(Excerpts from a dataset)
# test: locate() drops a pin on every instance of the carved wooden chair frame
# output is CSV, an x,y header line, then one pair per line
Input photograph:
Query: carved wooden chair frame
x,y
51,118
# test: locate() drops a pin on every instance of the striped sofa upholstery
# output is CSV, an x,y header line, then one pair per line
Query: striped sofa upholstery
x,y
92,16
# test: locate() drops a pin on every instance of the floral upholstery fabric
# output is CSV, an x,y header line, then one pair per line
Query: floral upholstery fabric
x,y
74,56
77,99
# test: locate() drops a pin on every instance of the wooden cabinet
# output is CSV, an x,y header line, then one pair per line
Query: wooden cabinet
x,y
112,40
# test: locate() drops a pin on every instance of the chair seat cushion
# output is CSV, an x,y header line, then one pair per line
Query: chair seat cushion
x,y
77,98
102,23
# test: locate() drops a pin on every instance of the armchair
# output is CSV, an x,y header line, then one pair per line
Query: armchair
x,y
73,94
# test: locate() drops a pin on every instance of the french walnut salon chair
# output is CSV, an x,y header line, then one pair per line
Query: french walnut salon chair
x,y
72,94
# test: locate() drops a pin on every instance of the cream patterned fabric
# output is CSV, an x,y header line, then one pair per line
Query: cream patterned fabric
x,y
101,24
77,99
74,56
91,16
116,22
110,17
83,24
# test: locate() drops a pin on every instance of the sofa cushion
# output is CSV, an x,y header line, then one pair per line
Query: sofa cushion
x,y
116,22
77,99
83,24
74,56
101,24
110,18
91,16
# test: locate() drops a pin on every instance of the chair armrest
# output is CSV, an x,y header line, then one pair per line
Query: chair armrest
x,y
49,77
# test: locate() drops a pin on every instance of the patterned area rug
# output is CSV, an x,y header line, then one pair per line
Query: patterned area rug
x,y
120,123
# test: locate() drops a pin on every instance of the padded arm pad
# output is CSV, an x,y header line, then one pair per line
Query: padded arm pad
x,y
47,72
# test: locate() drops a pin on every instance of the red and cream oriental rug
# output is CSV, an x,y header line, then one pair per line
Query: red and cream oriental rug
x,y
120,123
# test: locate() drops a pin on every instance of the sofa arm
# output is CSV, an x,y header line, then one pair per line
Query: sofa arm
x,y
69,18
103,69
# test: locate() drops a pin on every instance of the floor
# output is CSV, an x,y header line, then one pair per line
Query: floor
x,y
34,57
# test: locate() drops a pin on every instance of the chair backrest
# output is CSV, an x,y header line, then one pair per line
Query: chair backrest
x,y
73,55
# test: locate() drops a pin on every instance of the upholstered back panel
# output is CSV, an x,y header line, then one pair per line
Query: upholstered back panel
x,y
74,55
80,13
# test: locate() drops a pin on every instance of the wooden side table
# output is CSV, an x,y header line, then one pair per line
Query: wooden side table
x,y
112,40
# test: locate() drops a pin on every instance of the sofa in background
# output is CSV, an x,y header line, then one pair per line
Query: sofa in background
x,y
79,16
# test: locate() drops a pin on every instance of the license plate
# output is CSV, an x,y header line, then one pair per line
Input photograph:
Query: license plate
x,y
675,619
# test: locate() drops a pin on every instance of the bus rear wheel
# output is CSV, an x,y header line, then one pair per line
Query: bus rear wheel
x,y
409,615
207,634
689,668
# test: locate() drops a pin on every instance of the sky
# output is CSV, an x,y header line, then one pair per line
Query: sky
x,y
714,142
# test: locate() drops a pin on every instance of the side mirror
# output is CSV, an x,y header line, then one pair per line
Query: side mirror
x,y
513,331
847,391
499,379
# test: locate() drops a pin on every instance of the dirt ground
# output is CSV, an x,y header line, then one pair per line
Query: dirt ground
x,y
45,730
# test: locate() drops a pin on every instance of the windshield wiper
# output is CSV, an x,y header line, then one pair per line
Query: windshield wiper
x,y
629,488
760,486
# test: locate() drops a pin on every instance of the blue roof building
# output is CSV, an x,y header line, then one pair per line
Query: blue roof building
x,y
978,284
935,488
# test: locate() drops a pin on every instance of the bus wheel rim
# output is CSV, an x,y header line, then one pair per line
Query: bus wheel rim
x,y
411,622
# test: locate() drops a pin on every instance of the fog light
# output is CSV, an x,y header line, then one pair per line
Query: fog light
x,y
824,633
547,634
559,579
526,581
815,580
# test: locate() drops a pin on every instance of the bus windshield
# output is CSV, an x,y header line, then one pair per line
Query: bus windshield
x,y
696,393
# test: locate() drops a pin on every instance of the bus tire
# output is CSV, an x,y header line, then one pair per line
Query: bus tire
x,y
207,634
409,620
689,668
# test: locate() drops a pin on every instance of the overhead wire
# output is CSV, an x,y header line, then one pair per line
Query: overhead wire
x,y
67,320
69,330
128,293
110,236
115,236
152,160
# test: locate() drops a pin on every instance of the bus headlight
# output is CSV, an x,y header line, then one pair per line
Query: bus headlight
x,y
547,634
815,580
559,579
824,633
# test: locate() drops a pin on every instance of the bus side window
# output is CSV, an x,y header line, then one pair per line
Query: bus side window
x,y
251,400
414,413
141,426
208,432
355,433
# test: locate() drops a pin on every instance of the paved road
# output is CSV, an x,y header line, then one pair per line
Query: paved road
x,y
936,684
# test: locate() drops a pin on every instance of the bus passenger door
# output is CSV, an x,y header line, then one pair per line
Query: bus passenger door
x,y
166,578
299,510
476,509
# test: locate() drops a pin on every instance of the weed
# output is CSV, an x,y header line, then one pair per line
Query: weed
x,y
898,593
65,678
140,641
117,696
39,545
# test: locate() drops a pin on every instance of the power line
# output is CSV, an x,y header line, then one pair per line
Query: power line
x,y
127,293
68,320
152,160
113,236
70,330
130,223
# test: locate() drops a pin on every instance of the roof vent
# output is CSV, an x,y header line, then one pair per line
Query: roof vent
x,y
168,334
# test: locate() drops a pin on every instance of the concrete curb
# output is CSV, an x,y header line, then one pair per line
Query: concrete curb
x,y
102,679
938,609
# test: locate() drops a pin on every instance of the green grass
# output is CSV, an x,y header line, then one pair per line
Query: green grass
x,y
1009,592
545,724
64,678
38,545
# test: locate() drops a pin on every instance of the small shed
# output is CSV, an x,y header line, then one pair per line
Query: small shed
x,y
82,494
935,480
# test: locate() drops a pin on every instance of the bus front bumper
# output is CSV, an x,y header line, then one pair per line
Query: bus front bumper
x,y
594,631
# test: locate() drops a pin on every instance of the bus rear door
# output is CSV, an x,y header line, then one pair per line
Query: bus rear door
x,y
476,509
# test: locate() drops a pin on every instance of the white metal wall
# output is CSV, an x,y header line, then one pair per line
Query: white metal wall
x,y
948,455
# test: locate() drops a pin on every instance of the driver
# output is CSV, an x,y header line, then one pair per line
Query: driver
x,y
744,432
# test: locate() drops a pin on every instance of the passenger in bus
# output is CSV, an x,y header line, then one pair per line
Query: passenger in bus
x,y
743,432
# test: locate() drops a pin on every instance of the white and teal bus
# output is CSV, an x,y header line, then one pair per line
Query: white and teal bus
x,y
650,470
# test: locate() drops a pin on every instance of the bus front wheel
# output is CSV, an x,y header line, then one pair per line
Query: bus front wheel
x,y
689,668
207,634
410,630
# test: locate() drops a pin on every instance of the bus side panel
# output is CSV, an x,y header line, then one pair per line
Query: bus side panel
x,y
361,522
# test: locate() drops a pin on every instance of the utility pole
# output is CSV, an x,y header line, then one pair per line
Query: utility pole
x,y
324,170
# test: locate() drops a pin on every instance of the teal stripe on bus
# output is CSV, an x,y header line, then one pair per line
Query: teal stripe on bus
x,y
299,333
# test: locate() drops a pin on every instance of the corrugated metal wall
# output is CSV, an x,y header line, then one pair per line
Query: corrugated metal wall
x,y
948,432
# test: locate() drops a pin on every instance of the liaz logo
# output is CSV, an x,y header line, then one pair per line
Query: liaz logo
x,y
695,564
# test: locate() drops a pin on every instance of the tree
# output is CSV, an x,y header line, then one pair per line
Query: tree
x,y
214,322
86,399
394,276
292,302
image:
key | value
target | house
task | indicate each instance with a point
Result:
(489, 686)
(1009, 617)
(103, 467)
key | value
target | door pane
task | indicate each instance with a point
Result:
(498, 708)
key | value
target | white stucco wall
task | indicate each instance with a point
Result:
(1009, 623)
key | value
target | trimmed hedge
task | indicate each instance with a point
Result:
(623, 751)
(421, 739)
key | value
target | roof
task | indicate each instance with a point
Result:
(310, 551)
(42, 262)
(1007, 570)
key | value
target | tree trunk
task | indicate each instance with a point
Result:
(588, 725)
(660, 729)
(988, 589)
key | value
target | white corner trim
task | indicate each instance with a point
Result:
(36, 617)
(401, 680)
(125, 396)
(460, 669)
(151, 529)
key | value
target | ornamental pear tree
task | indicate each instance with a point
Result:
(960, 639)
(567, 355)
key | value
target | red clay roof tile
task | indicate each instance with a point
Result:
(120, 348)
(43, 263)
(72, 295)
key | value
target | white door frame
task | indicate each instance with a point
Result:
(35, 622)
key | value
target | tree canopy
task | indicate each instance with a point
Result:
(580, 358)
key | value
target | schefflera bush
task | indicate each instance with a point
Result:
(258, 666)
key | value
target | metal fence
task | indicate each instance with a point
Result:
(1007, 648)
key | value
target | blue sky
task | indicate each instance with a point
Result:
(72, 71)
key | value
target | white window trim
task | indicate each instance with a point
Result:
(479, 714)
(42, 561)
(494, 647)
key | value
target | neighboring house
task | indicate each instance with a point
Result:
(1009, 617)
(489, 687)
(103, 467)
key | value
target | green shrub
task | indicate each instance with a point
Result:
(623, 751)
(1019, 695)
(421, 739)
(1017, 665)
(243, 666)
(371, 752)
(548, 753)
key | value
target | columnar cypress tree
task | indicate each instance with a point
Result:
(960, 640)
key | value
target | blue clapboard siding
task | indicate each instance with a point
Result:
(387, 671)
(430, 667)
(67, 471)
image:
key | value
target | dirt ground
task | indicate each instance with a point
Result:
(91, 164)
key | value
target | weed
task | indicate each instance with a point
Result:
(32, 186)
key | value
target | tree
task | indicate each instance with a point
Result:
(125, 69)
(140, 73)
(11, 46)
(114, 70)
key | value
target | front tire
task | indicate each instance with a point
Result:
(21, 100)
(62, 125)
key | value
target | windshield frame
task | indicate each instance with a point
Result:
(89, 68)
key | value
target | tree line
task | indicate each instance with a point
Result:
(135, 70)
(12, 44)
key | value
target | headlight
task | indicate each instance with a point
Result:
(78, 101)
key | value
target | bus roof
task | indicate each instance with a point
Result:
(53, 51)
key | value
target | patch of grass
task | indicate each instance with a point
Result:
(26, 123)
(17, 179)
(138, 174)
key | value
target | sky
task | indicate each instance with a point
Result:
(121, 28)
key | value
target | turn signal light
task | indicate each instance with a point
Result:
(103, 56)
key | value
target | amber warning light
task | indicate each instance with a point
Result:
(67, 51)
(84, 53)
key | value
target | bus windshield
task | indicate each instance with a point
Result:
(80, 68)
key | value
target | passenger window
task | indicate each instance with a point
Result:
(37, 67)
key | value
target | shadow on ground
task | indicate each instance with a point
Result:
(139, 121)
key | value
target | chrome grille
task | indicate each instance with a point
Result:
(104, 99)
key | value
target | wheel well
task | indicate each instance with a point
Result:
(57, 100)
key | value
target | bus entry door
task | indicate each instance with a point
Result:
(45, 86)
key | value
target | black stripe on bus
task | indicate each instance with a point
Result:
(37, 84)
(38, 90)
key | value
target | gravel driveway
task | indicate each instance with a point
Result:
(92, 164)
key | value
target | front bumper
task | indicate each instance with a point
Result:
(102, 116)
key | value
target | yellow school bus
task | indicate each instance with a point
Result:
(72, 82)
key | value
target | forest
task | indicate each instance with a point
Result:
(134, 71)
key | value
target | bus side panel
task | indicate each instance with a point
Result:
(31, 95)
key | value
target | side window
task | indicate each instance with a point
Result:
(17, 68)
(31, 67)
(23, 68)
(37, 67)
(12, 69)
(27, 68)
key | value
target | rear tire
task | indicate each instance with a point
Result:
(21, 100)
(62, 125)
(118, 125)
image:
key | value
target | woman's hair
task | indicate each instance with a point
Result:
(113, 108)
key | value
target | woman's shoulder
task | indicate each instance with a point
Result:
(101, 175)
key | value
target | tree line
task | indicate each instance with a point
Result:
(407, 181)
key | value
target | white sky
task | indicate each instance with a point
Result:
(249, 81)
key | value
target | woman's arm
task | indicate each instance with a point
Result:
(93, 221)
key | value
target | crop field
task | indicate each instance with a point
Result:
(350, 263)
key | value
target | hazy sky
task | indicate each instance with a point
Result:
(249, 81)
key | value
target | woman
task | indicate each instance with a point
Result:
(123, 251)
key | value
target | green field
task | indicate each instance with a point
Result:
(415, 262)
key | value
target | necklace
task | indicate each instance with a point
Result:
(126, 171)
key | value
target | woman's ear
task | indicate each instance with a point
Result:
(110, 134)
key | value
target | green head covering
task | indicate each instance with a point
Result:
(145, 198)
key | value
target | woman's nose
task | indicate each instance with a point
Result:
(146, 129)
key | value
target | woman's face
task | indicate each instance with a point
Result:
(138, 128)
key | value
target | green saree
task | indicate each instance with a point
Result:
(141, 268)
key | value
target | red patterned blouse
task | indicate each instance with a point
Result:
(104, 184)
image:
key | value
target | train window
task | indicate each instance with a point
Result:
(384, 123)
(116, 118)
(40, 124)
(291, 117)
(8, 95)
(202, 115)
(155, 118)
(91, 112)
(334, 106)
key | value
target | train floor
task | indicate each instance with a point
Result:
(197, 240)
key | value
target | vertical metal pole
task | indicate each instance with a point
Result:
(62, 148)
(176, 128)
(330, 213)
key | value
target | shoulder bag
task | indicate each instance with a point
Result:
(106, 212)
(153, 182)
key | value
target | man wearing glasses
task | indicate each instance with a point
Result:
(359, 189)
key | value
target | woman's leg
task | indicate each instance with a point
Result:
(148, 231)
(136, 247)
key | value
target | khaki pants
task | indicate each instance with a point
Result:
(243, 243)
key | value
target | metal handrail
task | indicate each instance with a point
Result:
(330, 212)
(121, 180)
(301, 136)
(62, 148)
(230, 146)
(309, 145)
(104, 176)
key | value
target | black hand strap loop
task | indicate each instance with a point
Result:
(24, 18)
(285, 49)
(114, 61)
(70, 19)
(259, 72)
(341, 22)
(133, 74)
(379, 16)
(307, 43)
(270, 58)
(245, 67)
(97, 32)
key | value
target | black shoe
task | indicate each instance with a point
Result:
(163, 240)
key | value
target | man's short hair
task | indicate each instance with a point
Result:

● **Aim of the exercise**
All that is wanted is a faithful reproduction of the line above with "Query: bus windshield", the line with "the bus side window", and every line in between.

● **Solution to this exercise**
Query: bus windshield
x,y
696,393
# test: locate() drops a pin on every instance of the bus tire
# output is CSV, an x,y header line, then one pair per line
Query: bus tire
x,y
207,634
409,620
689,668
# test: locate() drops a pin on every instance of the overhead wire
# output is CSV, an x,y header line, then one pair per line
Query: overhead wire
x,y
67,320
69,330
128,293
110,236
115,236
152,160
# test: locate() drops a pin on every instance of the bus headlight
# output is CSV, an x,y header line, then one pair per line
Query: bus headlight
x,y
547,634
815,580
559,579
824,633
# test: locate() drops a pin on every instance of the bus side window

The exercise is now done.